(Stored entries)
— START —

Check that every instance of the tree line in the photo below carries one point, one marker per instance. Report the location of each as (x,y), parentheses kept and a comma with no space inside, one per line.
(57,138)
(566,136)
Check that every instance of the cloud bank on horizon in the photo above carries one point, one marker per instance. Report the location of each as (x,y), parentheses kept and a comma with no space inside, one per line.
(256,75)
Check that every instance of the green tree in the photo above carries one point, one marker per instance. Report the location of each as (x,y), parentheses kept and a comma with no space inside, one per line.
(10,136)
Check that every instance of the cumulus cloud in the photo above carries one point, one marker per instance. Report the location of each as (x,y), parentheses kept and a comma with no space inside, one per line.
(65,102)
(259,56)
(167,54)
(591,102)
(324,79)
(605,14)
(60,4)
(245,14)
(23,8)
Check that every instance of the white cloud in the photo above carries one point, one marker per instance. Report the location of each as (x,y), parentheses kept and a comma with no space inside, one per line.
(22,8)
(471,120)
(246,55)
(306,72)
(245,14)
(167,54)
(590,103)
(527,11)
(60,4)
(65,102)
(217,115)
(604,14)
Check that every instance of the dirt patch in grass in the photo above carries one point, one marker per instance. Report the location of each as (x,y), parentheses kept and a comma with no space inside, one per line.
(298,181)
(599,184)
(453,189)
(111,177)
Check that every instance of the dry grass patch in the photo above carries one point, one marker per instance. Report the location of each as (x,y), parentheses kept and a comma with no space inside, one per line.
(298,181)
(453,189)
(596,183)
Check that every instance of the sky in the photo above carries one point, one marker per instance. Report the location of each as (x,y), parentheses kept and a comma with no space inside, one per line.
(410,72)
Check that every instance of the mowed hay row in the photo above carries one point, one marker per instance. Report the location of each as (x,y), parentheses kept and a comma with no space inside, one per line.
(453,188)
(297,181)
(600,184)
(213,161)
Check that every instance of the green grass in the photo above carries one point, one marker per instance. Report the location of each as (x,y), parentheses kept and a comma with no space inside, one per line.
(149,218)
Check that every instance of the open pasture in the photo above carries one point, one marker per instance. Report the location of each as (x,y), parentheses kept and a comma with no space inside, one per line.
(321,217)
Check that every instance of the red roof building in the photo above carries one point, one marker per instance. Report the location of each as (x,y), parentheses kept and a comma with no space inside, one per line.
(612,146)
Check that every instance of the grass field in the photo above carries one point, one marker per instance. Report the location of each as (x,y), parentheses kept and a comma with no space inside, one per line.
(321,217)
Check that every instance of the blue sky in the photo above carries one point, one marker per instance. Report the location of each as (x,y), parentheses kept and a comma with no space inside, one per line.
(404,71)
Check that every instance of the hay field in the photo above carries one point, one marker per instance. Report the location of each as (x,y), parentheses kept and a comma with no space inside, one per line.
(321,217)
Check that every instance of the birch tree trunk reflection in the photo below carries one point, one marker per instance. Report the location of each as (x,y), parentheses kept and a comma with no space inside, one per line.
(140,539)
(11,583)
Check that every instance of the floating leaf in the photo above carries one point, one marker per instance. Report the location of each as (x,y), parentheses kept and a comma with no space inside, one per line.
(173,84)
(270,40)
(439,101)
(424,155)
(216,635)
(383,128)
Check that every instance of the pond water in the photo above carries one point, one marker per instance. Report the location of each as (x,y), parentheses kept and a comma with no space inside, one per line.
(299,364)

— END —

DIRECTION – Please reproduce the entries from the line with "Check that every instance of the red" through the end of the entries, substituting "Give the position" for every "Report the location" and leaving everything else unchanged.

EXERCISE SOLUTION –
Check that every instance of the red roof building in the photo above carries one point, one marker per instance. Give the position of each as (x,y), parentheses kept and a comma with no space inside, one per line.
(612,146)
Check that every instance of the grass field in the photo above carries one point, one marker per instance. Give the position of each as (x,y), parentheses kept and a comma with no space inside, one per line.
(321,217)
Check that every instance of the blue sky in the photo above carries one point, one marker per instance. Give the position of each as (x,y), parentheses kept and a comma with no space inside, one per line.
(404,71)
Check that every instance of the hay field in the photo above carries one point, one marker per instance. Give the position of each as (x,y), parentheses kept and a comma with no space inside, one per line.
(321,217)
Check that every instance of the birch tree trunk reflection in the photo below carries one point, one marker per instance. Give the position of each as (x,y), parentheses kept and a comma with no space inside, one per line.
(140,539)
(11,583)
Check that every instance of the floating leaf in the photo above carries one point, one marker per instance. Give the position of each as (x,y), parentheses kept and a comma with no space inside, one per line.
(173,84)
(270,40)
(439,101)
(424,155)
(216,635)
(383,128)
Check that every instance of the pond water in the photo above carries one point, one marker per instance. Give the position of each as (x,y), parentheses kept and a comma with no space inside, one per line.
(299,364)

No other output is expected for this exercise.